What is being asked:
For this exercise, copy exactly the lines below from the one with "box: [61, 69, 89, 76]" through the one with "negative clicks: (43, 97) (121, 148)" and leave out the pictures.

Data:

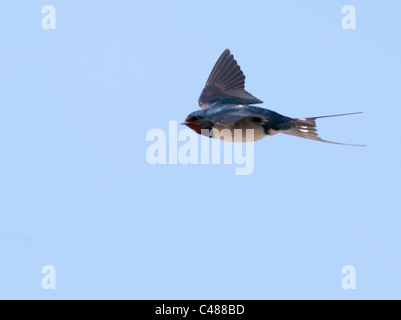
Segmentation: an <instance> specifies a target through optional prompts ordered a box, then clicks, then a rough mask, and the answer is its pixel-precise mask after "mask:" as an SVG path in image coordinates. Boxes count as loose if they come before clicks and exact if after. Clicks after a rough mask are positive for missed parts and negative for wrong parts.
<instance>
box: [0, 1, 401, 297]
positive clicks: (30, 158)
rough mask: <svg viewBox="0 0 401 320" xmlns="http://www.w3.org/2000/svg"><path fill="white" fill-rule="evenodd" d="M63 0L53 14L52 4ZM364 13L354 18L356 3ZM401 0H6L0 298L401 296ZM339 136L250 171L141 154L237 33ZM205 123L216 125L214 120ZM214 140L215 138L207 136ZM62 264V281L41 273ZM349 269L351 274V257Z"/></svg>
mask: <svg viewBox="0 0 401 320" xmlns="http://www.w3.org/2000/svg"><path fill="white" fill-rule="evenodd" d="M48 4H50V5H53V6H54V7H55V8H56V30H43V29H42V26H41V21H42V17H43V16H44V15H42V13H41V10H42V7H43V6H44V5H48ZM346 4H351V5H354V6H355V9H356V19H357V21H356V30H344V29H342V26H341V20H342V18H343V14H342V13H341V9H342V7H343V6H344V5H346ZM400 11H401V3H398V2H396V1H357V0H352V1H318V0H313V1H312V0H308V1H298V0H292V1H246V2H245V1H232V0H230V1H196V2H195V1H56V0H52V1H21V0H19V1H2V2H1V3H0V29H1V50H0V74H1V77H0V93H1V94H0V147H1V157H0V192H1V193H0V259H1V260H0V298H2V299H10V298H24V299H26V298H35V299H70V298H74V299H95V298H98V299H281V298H284V299H286V298H288V299H310V298H317V299H384V298H390V299H401V209H400V197H401V193H400V191H401V190H400V189H401V182H400V178H401V174H400V173H401V170H400V164H401V148H400V137H401V133H400V124H399V123H400V119H401V103H400V102H401V90H400V82H401V81H400V80H401V63H400V57H401V38H400V32H401V22H400V19H399V12H400ZM226 48H229V49H230V50H231V51H232V53H233V54H234V56H235V58H236V60H237V61H238V63H239V65H240V66H241V68H242V70H243V71H244V73H245V75H246V77H247V80H246V89H247V90H248V91H249V92H251V93H252V94H253V95H255V96H256V97H258V98H260V99H261V100H263V101H264V102H265V103H264V104H263V105H261V106H263V107H265V108H269V109H272V110H275V111H277V112H279V113H282V114H284V115H287V116H292V117H307V116H319V115H330V114H337V113H346V112H355V111H363V112H364V114H362V115H355V116H350V117H343V118H332V119H321V120H319V122H318V128H319V132H320V134H321V136H322V137H323V138H325V139H328V140H334V141H341V142H348V143H362V144H366V145H367V147H365V148H358V147H346V146H338V145H331V144H324V143H319V142H315V141H311V140H305V139H300V138H297V137H291V136H285V135H277V136H274V137H269V138H266V139H263V140H260V141H258V142H256V143H255V170H254V173H253V174H252V175H250V176H236V175H235V174H234V168H235V167H236V166H235V165H186V166H185V165H181V164H178V165H156V166H151V165H149V164H148V163H147V161H146V157H145V154H146V149H147V148H148V147H149V145H150V144H151V143H150V142H147V141H146V140H145V137H146V133H147V132H148V131H149V130H150V129H153V128H161V129H163V130H167V129H168V122H169V121H171V120H173V121H178V122H182V121H183V120H184V119H185V117H186V116H187V115H188V114H189V113H190V112H192V111H195V110H198V105H197V99H198V97H199V94H200V92H201V90H202V88H203V86H204V84H205V82H206V79H207V77H208V75H209V73H210V71H211V69H212V67H213V65H214V63H215V62H216V60H217V58H218V57H219V55H220V54H221V53H222V52H223V50H224V49H226ZM202 139H203V138H202ZM204 139H207V138H204ZM48 264H50V265H53V266H54V267H55V268H56V272H57V276H56V277H57V278H56V279H57V280H56V281H57V282H56V284H57V289H56V290H53V291H52V290H43V289H42V287H41V281H42V277H43V275H42V274H41V269H42V267H43V266H44V265H48ZM344 265H353V266H354V267H355V268H356V273H357V274H356V281H357V282H356V286H357V289H356V290H343V289H342V287H341V280H342V277H343V276H344V275H343V274H342V273H341V269H342V267H343V266H344Z"/></svg>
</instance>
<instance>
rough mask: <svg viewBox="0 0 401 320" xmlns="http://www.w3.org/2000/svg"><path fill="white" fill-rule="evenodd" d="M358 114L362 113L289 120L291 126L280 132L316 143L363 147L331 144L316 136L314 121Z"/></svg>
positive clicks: (313, 117)
mask: <svg viewBox="0 0 401 320" xmlns="http://www.w3.org/2000/svg"><path fill="white" fill-rule="evenodd" d="M360 113H362V112H353V113H345V114H336V115H332V116H322V117H313V118H298V119H291V120H290V121H289V123H290V125H291V126H290V128H288V129H287V130H282V131H281V132H282V133H285V134H289V135H292V136H297V137H301V138H306V139H311V140H317V141H322V142H327V143H334V144H341V145H346V146H358V147H364V145H361V144H349V143H341V142H333V141H327V140H323V139H322V138H320V137H319V136H318V134H317V129H316V119H321V118H331V117H340V116H349V115H352V114H360Z"/></svg>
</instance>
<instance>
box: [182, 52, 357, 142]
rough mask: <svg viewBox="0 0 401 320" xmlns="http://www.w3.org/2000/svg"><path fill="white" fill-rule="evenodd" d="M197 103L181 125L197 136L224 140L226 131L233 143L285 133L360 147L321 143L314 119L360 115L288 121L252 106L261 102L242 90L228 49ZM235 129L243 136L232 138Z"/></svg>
mask: <svg viewBox="0 0 401 320" xmlns="http://www.w3.org/2000/svg"><path fill="white" fill-rule="evenodd" d="M198 103H199V106H200V107H201V109H202V110H199V111H195V112H192V113H191V114H190V115H188V116H187V117H186V119H185V122H183V123H182V124H184V125H186V126H188V127H189V128H191V129H192V130H194V131H195V132H196V133H198V134H202V135H205V136H208V137H211V138H217V139H223V138H224V135H221V134H220V132H221V131H222V130H224V129H228V130H229V132H230V133H231V136H232V137H234V138H233V139H232V140H231V141H232V142H247V141H250V140H251V141H255V140H259V139H261V138H264V137H267V136H272V135H275V134H277V133H284V134H288V135H292V136H297V137H301V138H306V139H311V140H317V141H321V142H327V143H334V144H342V145H352V146H362V145H354V144H346V143H340V142H334V141H328V140H323V139H321V138H320V137H319V136H318V134H317V129H316V119H321V118H329V117H339V116H346V115H352V114H360V113H362V112H353V113H346V114H336V115H330V116H320V117H310V118H290V117H286V116H283V115H281V114H279V113H277V112H274V111H271V110H268V109H264V108H260V107H255V106H252V105H253V104H260V103H263V101H261V100H259V99H258V98H256V97H255V96H253V95H252V94H250V93H249V92H247V91H246V90H245V75H244V73H243V72H242V70H241V68H240V66H239V65H238V63H237V61H236V60H235V59H234V56H233V55H232V54H231V53H230V50H228V49H226V50H225V51H224V52H223V53H222V55H221V56H220V58H219V59H218V60H217V62H216V64H215V66H214V67H213V69H212V72H211V73H210V75H209V78H208V80H207V82H206V85H205V88H204V89H203V91H202V93H201V95H200V97H199V100H198ZM235 129H241V130H242V135H235V134H234V133H235V131H234V130H235ZM246 129H253V133H254V134H253V137H252V138H251V139H249V137H247V135H246V134H245V133H246ZM226 132H227V130H226ZM237 132H238V131H237Z"/></svg>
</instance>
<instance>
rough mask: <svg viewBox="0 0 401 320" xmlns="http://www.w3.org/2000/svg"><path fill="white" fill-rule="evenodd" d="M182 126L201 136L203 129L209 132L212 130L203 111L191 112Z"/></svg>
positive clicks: (205, 115) (206, 117) (211, 126)
mask: <svg viewBox="0 0 401 320" xmlns="http://www.w3.org/2000/svg"><path fill="white" fill-rule="evenodd" d="M182 124H185V125H186V126H187V127H189V128H191V129H192V130H194V131H195V132H196V133H199V134H201V131H202V130H203V129H207V130H210V129H211V128H212V125H211V123H210V121H208V119H207V117H206V115H205V111H204V110H199V111H195V112H192V113H191V114H190V115H189V116H188V117H186V118H185V122H183V123H182Z"/></svg>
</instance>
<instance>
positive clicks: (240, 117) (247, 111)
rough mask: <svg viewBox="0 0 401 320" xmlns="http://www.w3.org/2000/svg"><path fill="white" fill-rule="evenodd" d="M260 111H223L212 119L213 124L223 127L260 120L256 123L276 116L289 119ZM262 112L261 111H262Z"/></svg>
mask: <svg viewBox="0 0 401 320" xmlns="http://www.w3.org/2000/svg"><path fill="white" fill-rule="evenodd" d="M257 109H258V110H253V109H250V108H232V107H231V108H229V110H223V109H222V112H218V113H215V114H214V115H212V116H211V117H210V120H211V122H213V123H216V124H219V125H221V126H227V125H230V124H233V123H235V122H237V121H240V120H242V119H244V118H249V117H251V118H254V119H255V120H256V119H259V120H256V121H260V122H263V121H269V119H270V118H271V116H274V115H276V116H277V117H282V118H285V119H288V118H287V117H284V116H281V115H279V114H278V113H275V112H273V111H270V110H267V109H261V108H257ZM260 110H261V111H260Z"/></svg>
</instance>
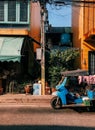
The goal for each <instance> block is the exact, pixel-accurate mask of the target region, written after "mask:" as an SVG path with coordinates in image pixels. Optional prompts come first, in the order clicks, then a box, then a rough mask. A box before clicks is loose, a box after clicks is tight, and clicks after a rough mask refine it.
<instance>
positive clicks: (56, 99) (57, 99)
mask: <svg viewBox="0 0 95 130" xmlns="http://www.w3.org/2000/svg"><path fill="white" fill-rule="evenodd" d="M51 106H52V108H53V109H60V108H62V101H61V99H60V98H59V97H58V96H55V97H53V98H52V99H51Z"/></svg>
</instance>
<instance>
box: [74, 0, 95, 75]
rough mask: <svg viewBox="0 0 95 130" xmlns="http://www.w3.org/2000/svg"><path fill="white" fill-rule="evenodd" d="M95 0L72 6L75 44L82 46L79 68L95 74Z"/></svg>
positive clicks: (88, 1) (76, 64) (90, 72)
mask: <svg viewBox="0 0 95 130" xmlns="http://www.w3.org/2000/svg"><path fill="white" fill-rule="evenodd" d="M94 2H95V0H93V1H91V0H89V1H88V0H85V1H83V2H81V1H80V3H77V5H78V6H73V7H72V31H73V46H74V47H77V48H80V58H79V59H78V62H77V63H78V64H76V67H77V68H81V69H86V70H89V72H90V74H95V3H94Z"/></svg>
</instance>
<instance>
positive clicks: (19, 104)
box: [0, 94, 53, 107]
mask: <svg viewBox="0 0 95 130" xmlns="http://www.w3.org/2000/svg"><path fill="white" fill-rule="evenodd" d="M52 97H53V96H52V95H30V94H28V95H26V94H4V95H0V107H1V106H2V105H3V106H4V105H8V106H9V105H13V106H19V105H20V106H21V105H23V106H24V105H25V106H38V107H41V106H43V107H46V106H50V100H51V98H52Z"/></svg>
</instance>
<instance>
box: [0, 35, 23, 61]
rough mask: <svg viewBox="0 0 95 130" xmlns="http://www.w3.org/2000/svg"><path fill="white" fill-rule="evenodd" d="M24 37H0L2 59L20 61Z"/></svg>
mask: <svg viewBox="0 0 95 130" xmlns="http://www.w3.org/2000/svg"><path fill="white" fill-rule="evenodd" d="M23 40H24V37H0V61H1V62H4V61H7V62H9V61H13V62H16V61H18V62H20V59H21V48H22V44H23Z"/></svg>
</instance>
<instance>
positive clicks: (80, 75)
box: [61, 69, 89, 76]
mask: <svg viewBox="0 0 95 130" xmlns="http://www.w3.org/2000/svg"><path fill="white" fill-rule="evenodd" d="M61 75H63V76H88V75H89V73H88V71H87V70H82V69H77V70H70V71H64V72H61Z"/></svg>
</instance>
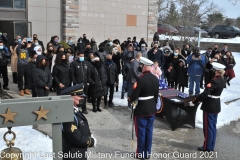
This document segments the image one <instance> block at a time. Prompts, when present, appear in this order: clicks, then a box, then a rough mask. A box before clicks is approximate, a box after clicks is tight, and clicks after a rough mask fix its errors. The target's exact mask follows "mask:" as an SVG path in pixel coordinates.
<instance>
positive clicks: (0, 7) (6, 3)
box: [0, 0, 13, 8]
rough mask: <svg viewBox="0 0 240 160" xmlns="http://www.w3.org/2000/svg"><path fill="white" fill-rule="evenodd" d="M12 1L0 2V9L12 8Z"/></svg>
mask: <svg viewBox="0 0 240 160" xmlns="http://www.w3.org/2000/svg"><path fill="white" fill-rule="evenodd" d="M12 5H13V1H12V0H0V8H12Z"/></svg>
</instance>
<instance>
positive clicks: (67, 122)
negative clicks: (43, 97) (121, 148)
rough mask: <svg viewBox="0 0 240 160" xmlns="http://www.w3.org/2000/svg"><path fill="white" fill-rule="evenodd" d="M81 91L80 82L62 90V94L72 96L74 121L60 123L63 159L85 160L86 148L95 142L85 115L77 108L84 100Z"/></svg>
mask: <svg viewBox="0 0 240 160" xmlns="http://www.w3.org/2000/svg"><path fill="white" fill-rule="evenodd" d="M82 93H83V85H82V84H78V85H75V86H73V87H69V88H66V89H65V90H63V91H62V95H71V96H72V99H73V108H74V114H73V119H74V121H73V122H65V123H62V138H63V157H64V158H63V159H64V160H86V159H87V154H86V152H87V148H88V147H93V146H96V144H97V140H96V139H95V138H94V137H93V136H92V134H91V132H90V129H89V126H88V121H87V119H86V117H85V116H84V115H83V114H82V113H81V111H80V110H79V107H81V105H82V104H84V102H83V101H85V99H84V97H82ZM64 155H65V156H64Z"/></svg>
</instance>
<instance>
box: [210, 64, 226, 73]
mask: <svg viewBox="0 0 240 160" xmlns="http://www.w3.org/2000/svg"><path fill="white" fill-rule="evenodd" d="M212 66H213V69H215V70H217V71H219V70H223V69H224V68H225V66H224V65H222V64H220V63H217V62H212Z"/></svg>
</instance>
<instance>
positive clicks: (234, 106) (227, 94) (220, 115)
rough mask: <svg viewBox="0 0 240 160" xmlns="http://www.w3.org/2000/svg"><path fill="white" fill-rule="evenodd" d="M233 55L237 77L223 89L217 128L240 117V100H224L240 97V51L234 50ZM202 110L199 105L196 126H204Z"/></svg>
mask: <svg viewBox="0 0 240 160" xmlns="http://www.w3.org/2000/svg"><path fill="white" fill-rule="evenodd" d="M233 56H234V58H235V61H236V66H235V67H234V71H235V76H236V77H235V78H234V79H232V80H231V81H230V84H231V86H227V88H226V89H224V90H223V92H222V95H221V112H220V113H219V114H218V121H217V128H220V127H222V126H223V125H228V124H230V122H231V121H236V120H238V119H239V118H240V100H239V101H236V102H232V103H230V104H229V105H226V104H225V103H224V102H226V101H229V100H232V99H236V98H240V71H239V70H237V68H239V67H240V64H239V62H240V53H237V52H233ZM202 119H203V118H202V110H200V107H198V110H197V114H196V127H199V128H202V123H203V120H202Z"/></svg>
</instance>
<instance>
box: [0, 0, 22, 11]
mask: <svg viewBox="0 0 240 160" xmlns="http://www.w3.org/2000/svg"><path fill="white" fill-rule="evenodd" d="M0 8H11V9H13V8H14V9H26V0H0Z"/></svg>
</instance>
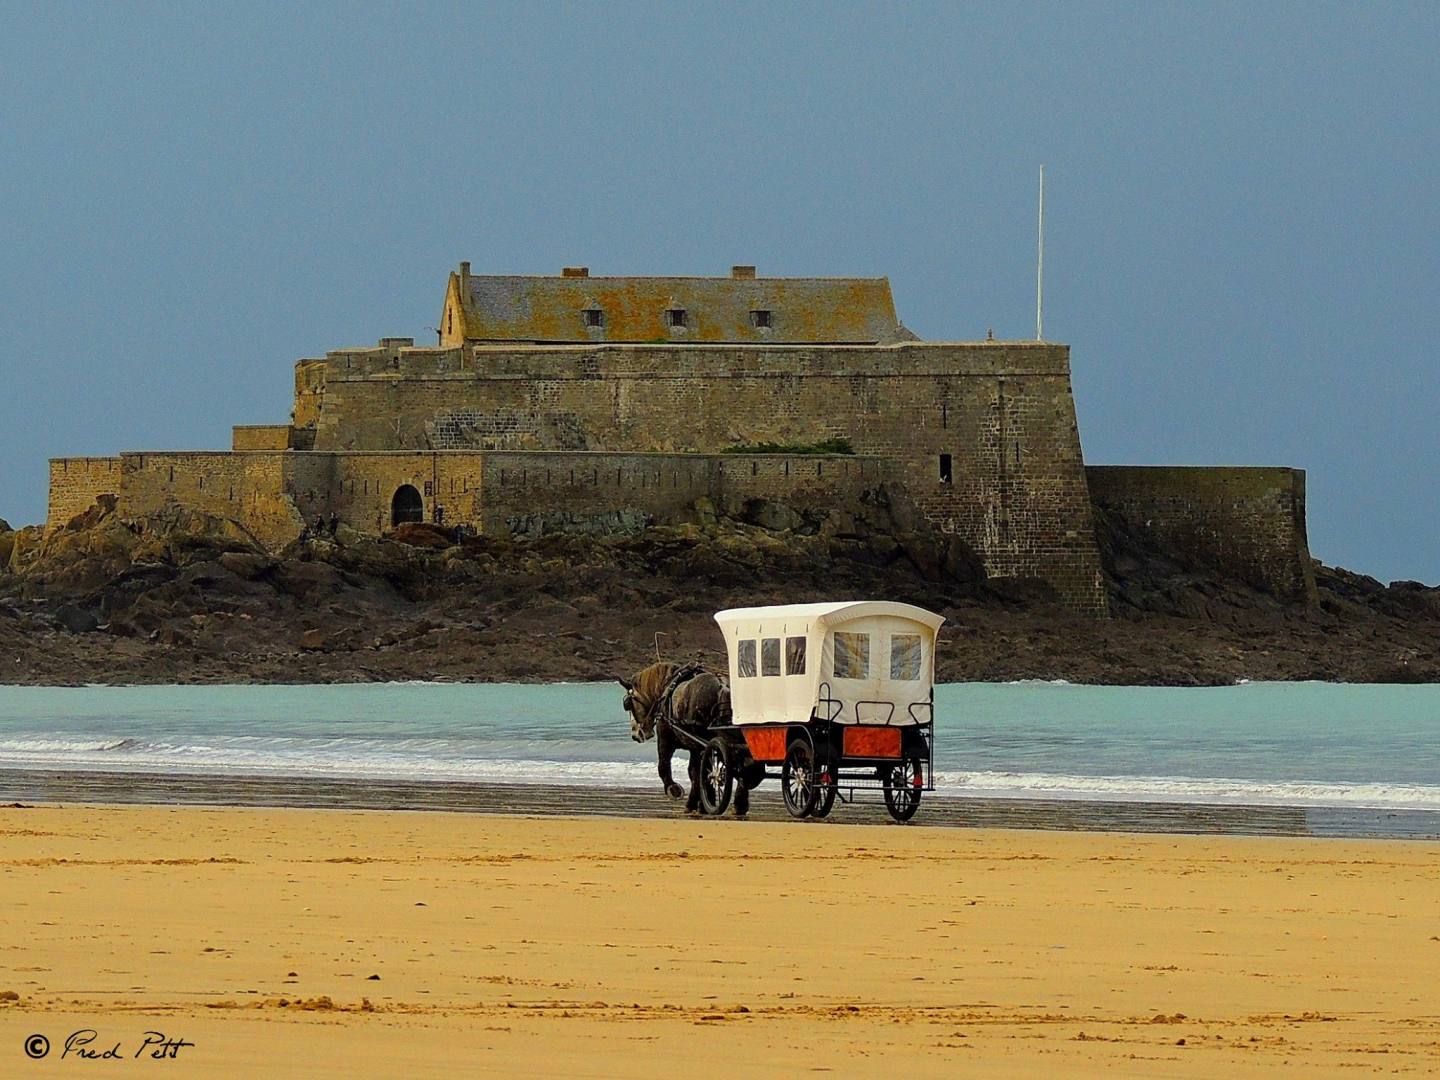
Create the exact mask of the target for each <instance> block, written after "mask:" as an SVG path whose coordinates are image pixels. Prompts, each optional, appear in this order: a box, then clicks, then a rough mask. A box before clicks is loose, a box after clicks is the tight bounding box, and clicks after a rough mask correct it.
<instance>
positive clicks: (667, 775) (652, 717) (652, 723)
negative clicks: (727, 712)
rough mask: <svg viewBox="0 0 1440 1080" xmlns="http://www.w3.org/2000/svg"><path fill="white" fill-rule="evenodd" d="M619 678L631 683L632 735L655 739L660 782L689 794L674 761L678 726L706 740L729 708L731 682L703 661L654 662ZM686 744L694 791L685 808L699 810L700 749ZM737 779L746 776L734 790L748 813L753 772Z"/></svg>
mask: <svg viewBox="0 0 1440 1080" xmlns="http://www.w3.org/2000/svg"><path fill="white" fill-rule="evenodd" d="M615 681H616V683H619V684H621V685H622V687H625V701H624V708H625V711H626V713H629V714H631V739H634V740H635V742H636V743H644V742H648V740H651V739H654V740H655V752H657V755H658V757H660V768H658V770H660V782H661V783H662V785H664V788H665V793H667V795H670V798H672V799H678V798H681V796H684V795H685V791H684V788H681V786H680V785H678V783H675V780H674V776H672V775H671V765H670V762H671V757H672V756H674V753H675V750H677V749H680V747H681V739H680V737H678V736H677V734H675V729H678V730H681V732H683V733H685V734H688V736H691V737H693V739H697V740H700V742H701V743H703V742H706V740H707V736H706V729H707V727H710V726H711V724H714V723H717V721H720V720H721V719H723V717H724V716H726V713H727V711H729V706H730V687H727V685H726V684H724V681H723V680H721V678H719V677H717V675H713V674H710V672H708V671H706V670H704V668H701V667H698V665H697V664H690V665H684V667H683V665H680V664H664V662H661V664H651V665H649V667H648V668H645V670H644V671H641V672H639V674H638V675H635V678H634V680H625V678H619V677H616V680H615ZM685 749H688V750H690V769H688V773H690V795H688V798H685V811H687V812H690V814H696V812H698V809H700V750H697V749H693V747H691V746H687V747H685ZM736 779H737V780H740V782H739V783H737V785H736V792H734V815H736V816H737V818H743V816H744V815H746V814H747V812H749V809H750V788H753V786H755V785H753V783H746V780H747V779H749V778H747V776H737V778H736Z"/></svg>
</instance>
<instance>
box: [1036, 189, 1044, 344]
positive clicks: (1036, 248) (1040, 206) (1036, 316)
mask: <svg viewBox="0 0 1440 1080" xmlns="http://www.w3.org/2000/svg"><path fill="white" fill-rule="evenodd" d="M1044 304H1045V167H1044V166H1041V167H1040V216H1038V220H1037V223H1035V340H1037V341H1044V340H1045V331H1044Z"/></svg>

Output:
box: [61, 69, 89, 76]
mask: <svg viewBox="0 0 95 130" xmlns="http://www.w3.org/2000/svg"><path fill="white" fill-rule="evenodd" d="M61 75H63V76H88V75H89V73H88V71H87V70H82V69H77V70H70V71H64V72H61Z"/></svg>
</instance>
This document segments the image one <instance> block at a time. Prompts, when present, appear in this order: clicks, then a box, then a rough mask. A box before clicks is approximate, a box after clicks is tight, and clicks after a rough mask fix its errors. The target's exact mask follows "mask:" as an SVG path in pixel coordinates.
<instance>
positive clicks: (0, 7) (6, 3)
box: [0, 0, 13, 8]
rough mask: <svg viewBox="0 0 240 160" xmlns="http://www.w3.org/2000/svg"><path fill="white" fill-rule="evenodd" d="M12 1L0 2V9L12 8Z"/></svg>
mask: <svg viewBox="0 0 240 160" xmlns="http://www.w3.org/2000/svg"><path fill="white" fill-rule="evenodd" d="M12 5H13V1H12V0H0V8H12Z"/></svg>
</instance>
<instance>
positive clicks: (67, 122)
negative clicks: (43, 97) (121, 148)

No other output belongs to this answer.